== Supplied data
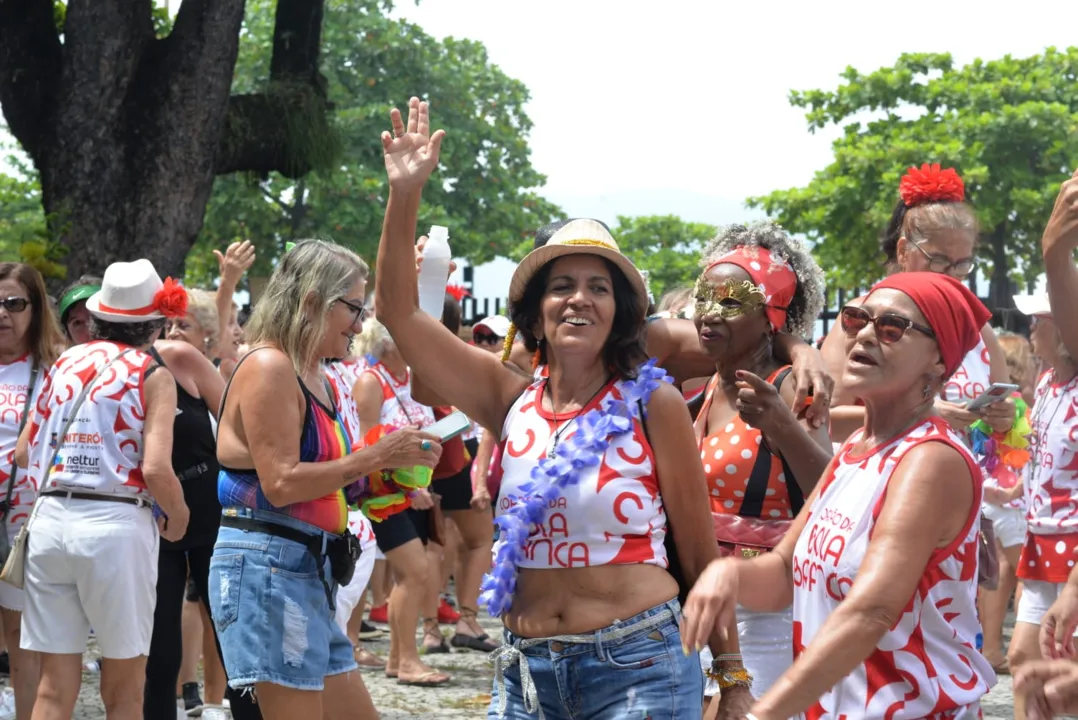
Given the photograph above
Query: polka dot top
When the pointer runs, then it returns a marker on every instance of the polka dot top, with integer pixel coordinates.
(735, 485)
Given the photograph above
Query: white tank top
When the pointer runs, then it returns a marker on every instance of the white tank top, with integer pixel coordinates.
(972, 377)
(14, 382)
(102, 451)
(926, 666)
(1051, 484)
(613, 515)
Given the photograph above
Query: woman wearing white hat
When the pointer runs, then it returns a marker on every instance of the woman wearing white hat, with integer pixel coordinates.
(599, 457)
(99, 446)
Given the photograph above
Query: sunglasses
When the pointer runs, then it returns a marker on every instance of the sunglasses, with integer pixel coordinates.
(943, 265)
(14, 304)
(888, 328)
(361, 314)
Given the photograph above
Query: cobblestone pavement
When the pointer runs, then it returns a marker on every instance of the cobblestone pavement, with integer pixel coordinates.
(468, 694)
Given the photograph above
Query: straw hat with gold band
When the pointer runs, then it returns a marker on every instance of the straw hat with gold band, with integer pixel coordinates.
(575, 238)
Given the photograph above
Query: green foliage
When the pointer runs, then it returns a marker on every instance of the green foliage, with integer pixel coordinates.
(666, 246)
(1008, 126)
(483, 190)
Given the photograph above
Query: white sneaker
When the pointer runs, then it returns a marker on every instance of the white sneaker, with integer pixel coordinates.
(8, 704)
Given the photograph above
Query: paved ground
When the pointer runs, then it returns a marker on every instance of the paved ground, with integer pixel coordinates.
(468, 695)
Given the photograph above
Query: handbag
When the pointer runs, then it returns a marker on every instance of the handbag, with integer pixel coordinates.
(4, 543)
(987, 556)
(14, 567)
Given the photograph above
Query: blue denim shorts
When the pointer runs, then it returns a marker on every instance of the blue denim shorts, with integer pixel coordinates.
(271, 611)
(641, 674)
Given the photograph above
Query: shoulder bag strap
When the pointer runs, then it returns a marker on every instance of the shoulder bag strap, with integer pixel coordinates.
(72, 413)
(22, 425)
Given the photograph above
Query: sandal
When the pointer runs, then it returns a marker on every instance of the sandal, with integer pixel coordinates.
(431, 679)
(367, 660)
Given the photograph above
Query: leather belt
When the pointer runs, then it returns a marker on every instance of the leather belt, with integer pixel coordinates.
(141, 502)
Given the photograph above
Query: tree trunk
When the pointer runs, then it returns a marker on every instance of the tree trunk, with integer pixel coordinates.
(128, 130)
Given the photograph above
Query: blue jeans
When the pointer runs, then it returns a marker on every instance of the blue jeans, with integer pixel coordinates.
(634, 668)
(271, 610)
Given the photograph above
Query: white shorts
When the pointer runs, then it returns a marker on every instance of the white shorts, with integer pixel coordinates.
(1007, 523)
(1037, 597)
(766, 647)
(349, 596)
(91, 563)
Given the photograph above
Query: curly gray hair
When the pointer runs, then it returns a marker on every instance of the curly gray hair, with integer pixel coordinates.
(807, 298)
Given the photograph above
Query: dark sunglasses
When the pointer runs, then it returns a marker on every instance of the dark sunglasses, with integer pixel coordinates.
(888, 328)
(14, 304)
(361, 313)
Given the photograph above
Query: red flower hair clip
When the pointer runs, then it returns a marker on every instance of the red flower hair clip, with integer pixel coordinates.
(458, 291)
(930, 184)
(171, 300)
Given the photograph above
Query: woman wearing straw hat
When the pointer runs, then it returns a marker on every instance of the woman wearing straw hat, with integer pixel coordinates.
(99, 447)
(599, 458)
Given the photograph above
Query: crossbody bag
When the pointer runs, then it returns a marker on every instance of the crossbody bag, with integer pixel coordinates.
(14, 567)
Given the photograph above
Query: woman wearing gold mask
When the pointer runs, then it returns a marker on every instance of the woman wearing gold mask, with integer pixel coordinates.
(760, 460)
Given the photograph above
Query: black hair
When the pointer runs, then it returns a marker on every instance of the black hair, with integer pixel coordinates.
(916, 222)
(451, 314)
(135, 334)
(625, 346)
(547, 232)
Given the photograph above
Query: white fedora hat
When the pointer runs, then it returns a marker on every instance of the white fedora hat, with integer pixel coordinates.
(129, 293)
(579, 237)
(1033, 304)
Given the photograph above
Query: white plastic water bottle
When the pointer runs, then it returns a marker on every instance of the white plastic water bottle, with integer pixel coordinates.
(434, 272)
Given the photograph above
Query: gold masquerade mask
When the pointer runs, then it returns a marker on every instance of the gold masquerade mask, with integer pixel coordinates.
(727, 300)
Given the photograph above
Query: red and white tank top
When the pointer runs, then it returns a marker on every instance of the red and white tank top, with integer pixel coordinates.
(102, 450)
(613, 515)
(14, 385)
(972, 377)
(398, 407)
(927, 665)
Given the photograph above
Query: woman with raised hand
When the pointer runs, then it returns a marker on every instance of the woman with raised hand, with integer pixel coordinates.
(881, 564)
(598, 457)
(29, 344)
(286, 458)
(761, 460)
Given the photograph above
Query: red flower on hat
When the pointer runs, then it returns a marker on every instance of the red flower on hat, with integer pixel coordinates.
(458, 291)
(171, 300)
(930, 184)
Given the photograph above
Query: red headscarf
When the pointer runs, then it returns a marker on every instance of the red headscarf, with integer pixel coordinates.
(953, 312)
(772, 274)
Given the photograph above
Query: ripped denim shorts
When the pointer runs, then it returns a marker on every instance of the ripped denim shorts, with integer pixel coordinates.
(271, 611)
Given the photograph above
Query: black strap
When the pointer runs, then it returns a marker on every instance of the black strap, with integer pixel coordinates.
(22, 425)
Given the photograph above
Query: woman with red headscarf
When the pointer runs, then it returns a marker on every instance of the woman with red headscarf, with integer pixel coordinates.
(881, 565)
(760, 459)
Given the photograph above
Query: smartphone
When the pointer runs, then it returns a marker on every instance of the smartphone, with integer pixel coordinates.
(995, 392)
(450, 427)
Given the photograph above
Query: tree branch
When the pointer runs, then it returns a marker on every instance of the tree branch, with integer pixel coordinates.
(30, 59)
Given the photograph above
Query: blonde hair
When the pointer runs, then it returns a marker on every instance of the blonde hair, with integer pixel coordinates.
(308, 280)
(373, 341)
(202, 306)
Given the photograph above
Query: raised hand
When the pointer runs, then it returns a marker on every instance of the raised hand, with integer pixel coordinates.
(1062, 230)
(411, 152)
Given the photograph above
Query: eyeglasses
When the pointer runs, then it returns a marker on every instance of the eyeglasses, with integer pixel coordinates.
(889, 328)
(14, 304)
(361, 314)
(943, 265)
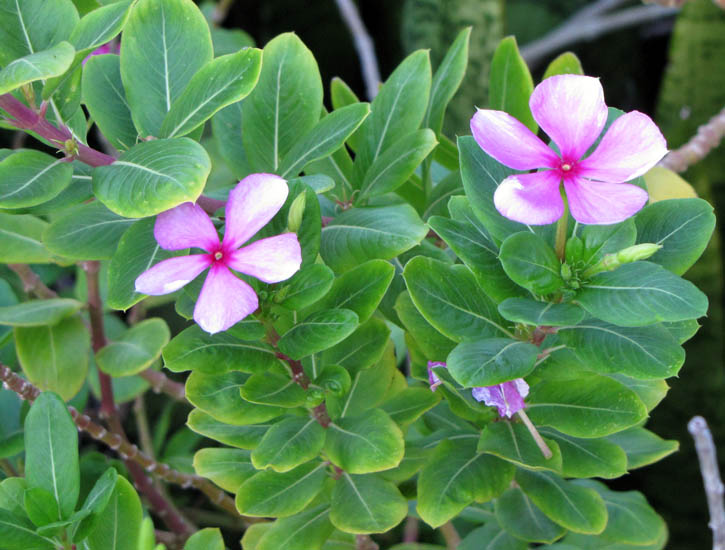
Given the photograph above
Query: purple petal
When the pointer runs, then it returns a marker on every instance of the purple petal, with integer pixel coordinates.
(185, 226)
(252, 203)
(224, 300)
(572, 112)
(271, 260)
(170, 275)
(510, 142)
(508, 397)
(632, 145)
(595, 202)
(532, 199)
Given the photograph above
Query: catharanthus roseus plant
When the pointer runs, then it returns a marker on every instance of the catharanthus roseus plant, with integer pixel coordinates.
(294, 277)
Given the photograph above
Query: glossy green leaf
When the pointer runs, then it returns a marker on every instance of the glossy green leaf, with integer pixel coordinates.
(364, 444)
(491, 361)
(450, 299)
(51, 452)
(165, 42)
(366, 504)
(55, 358)
(362, 234)
(511, 83)
(152, 177)
(224, 81)
(277, 494)
(588, 407)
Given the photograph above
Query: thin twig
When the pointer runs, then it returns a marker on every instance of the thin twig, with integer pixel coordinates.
(363, 44)
(705, 447)
(708, 136)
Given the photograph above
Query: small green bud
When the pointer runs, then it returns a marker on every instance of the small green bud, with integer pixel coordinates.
(294, 218)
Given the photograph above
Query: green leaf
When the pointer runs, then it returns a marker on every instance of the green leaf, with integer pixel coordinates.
(152, 177)
(119, 524)
(206, 539)
(86, 232)
(277, 494)
(447, 79)
(38, 312)
(361, 289)
(242, 437)
(365, 444)
(20, 239)
(490, 362)
(55, 358)
(588, 457)
(51, 452)
(523, 519)
(531, 263)
(105, 98)
(288, 444)
(643, 447)
(682, 226)
(577, 508)
(641, 293)
(165, 42)
(36, 66)
(285, 104)
(589, 407)
(396, 164)
(513, 442)
(328, 135)
(455, 476)
(639, 352)
(228, 468)
(136, 350)
(219, 395)
(28, 178)
(366, 504)
(224, 81)
(195, 349)
(318, 332)
(362, 234)
(510, 83)
(450, 299)
(565, 63)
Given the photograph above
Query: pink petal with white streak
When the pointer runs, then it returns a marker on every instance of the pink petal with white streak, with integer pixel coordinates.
(271, 260)
(632, 145)
(252, 203)
(510, 142)
(572, 112)
(224, 300)
(533, 199)
(599, 203)
(185, 226)
(170, 275)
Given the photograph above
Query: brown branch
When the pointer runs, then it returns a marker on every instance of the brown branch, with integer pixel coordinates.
(714, 490)
(708, 137)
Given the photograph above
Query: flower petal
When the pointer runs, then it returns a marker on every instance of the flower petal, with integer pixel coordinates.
(185, 226)
(271, 260)
(632, 145)
(572, 112)
(595, 202)
(224, 300)
(252, 203)
(510, 142)
(532, 199)
(170, 275)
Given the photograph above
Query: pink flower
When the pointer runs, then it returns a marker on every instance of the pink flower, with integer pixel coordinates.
(224, 299)
(571, 110)
(508, 397)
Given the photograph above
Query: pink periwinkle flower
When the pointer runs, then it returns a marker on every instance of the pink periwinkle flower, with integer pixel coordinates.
(572, 112)
(224, 298)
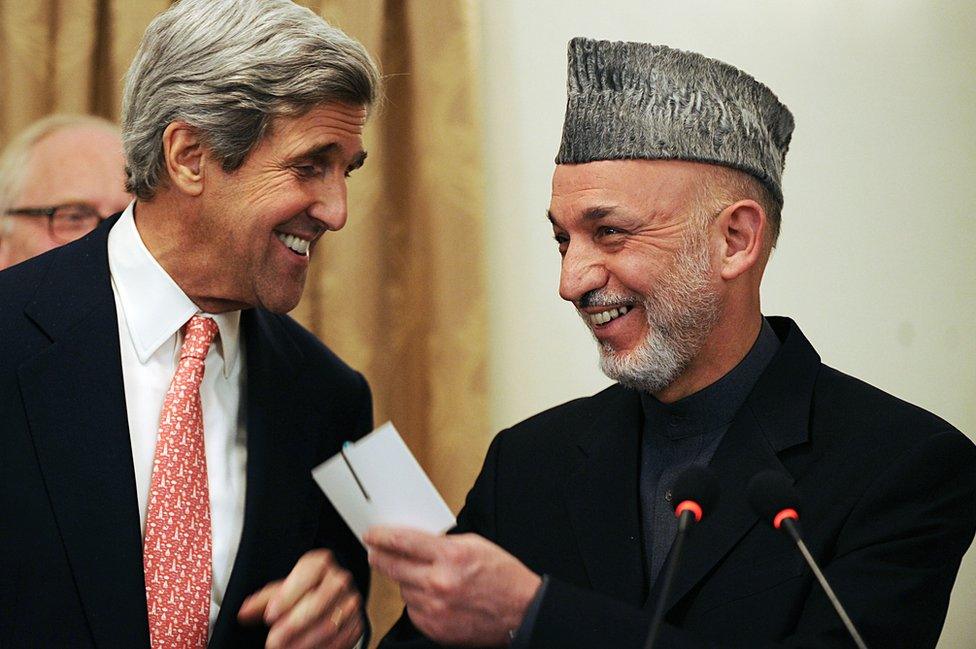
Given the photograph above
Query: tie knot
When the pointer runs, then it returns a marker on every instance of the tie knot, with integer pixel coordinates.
(198, 334)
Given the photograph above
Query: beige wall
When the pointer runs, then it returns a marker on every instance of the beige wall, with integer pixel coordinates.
(877, 258)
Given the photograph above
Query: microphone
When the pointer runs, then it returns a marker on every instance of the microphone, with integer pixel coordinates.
(694, 492)
(773, 498)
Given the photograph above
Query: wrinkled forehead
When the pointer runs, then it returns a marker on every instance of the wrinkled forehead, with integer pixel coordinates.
(653, 184)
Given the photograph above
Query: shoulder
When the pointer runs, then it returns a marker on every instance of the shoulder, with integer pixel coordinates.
(19, 335)
(18, 284)
(323, 367)
(844, 402)
(560, 425)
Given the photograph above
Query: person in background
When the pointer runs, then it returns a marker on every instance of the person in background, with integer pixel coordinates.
(59, 178)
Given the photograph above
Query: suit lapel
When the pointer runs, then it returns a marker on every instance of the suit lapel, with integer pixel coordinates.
(602, 497)
(74, 398)
(773, 419)
(279, 522)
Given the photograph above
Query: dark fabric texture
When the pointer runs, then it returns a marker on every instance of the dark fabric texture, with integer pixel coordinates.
(888, 496)
(70, 549)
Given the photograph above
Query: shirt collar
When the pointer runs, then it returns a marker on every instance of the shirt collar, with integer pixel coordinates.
(154, 305)
(713, 407)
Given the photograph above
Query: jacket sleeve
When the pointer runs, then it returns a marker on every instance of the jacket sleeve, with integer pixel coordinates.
(893, 567)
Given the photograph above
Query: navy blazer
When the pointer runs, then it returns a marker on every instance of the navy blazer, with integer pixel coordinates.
(71, 570)
(889, 507)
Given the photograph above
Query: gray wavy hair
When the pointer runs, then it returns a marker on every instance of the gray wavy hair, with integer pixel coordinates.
(16, 155)
(228, 68)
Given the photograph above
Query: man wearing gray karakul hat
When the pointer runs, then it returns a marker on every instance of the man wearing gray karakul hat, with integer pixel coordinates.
(666, 205)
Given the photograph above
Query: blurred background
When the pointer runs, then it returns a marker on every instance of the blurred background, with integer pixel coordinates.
(442, 287)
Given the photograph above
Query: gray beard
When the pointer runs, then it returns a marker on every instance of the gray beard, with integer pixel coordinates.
(680, 315)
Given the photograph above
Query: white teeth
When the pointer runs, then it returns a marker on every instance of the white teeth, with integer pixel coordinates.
(604, 317)
(296, 244)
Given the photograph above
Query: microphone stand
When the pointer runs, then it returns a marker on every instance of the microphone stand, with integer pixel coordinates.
(792, 528)
(684, 521)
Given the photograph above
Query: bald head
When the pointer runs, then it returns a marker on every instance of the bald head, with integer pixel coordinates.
(56, 161)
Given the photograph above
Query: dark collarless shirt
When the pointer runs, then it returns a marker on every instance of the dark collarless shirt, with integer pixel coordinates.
(686, 433)
(676, 436)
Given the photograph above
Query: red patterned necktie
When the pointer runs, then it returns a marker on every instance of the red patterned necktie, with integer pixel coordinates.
(176, 549)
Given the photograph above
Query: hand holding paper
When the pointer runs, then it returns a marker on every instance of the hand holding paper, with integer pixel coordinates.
(377, 481)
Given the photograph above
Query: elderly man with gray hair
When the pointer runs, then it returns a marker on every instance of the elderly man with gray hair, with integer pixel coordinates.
(160, 414)
(665, 207)
(59, 178)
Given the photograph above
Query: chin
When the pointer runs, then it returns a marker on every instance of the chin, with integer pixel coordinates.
(280, 302)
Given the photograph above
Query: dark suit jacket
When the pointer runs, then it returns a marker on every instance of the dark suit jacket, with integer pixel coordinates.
(889, 507)
(70, 550)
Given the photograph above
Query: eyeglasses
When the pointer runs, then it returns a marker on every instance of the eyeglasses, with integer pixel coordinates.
(65, 222)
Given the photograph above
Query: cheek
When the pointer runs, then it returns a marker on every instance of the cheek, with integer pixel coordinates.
(639, 270)
(280, 193)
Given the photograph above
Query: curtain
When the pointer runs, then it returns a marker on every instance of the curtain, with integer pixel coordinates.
(400, 292)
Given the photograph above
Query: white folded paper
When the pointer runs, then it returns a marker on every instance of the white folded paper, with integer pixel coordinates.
(377, 481)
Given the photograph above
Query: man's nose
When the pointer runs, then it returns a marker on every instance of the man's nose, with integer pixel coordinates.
(582, 271)
(330, 207)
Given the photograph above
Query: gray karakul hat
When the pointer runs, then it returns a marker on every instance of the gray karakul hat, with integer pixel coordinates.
(643, 101)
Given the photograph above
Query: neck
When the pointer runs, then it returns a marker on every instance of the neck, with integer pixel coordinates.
(724, 348)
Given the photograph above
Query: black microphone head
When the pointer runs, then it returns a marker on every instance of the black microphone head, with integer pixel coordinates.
(697, 484)
(770, 492)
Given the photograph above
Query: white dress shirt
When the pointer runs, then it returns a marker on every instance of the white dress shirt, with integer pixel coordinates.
(151, 310)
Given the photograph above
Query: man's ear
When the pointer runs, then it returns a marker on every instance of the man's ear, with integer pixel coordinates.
(183, 155)
(742, 227)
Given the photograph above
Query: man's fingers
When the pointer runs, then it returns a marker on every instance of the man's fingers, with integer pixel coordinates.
(404, 571)
(404, 541)
(317, 607)
(252, 610)
(307, 574)
(338, 625)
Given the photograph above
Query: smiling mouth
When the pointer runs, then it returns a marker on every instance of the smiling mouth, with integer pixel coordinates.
(603, 317)
(296, 244)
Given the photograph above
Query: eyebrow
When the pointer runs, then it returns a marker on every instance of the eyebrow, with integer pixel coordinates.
(326, 151)
(594, 213)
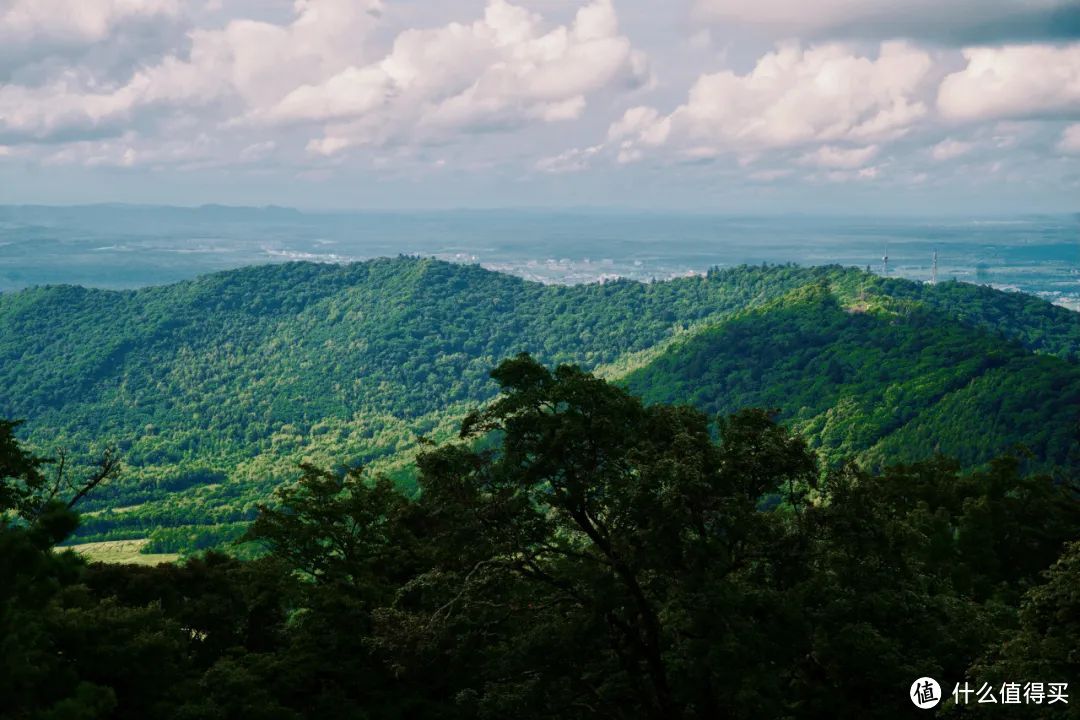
====
__Written request__: Count the lines of the records that contain the string "trunk", and give only that number.

__Result of the task__: 2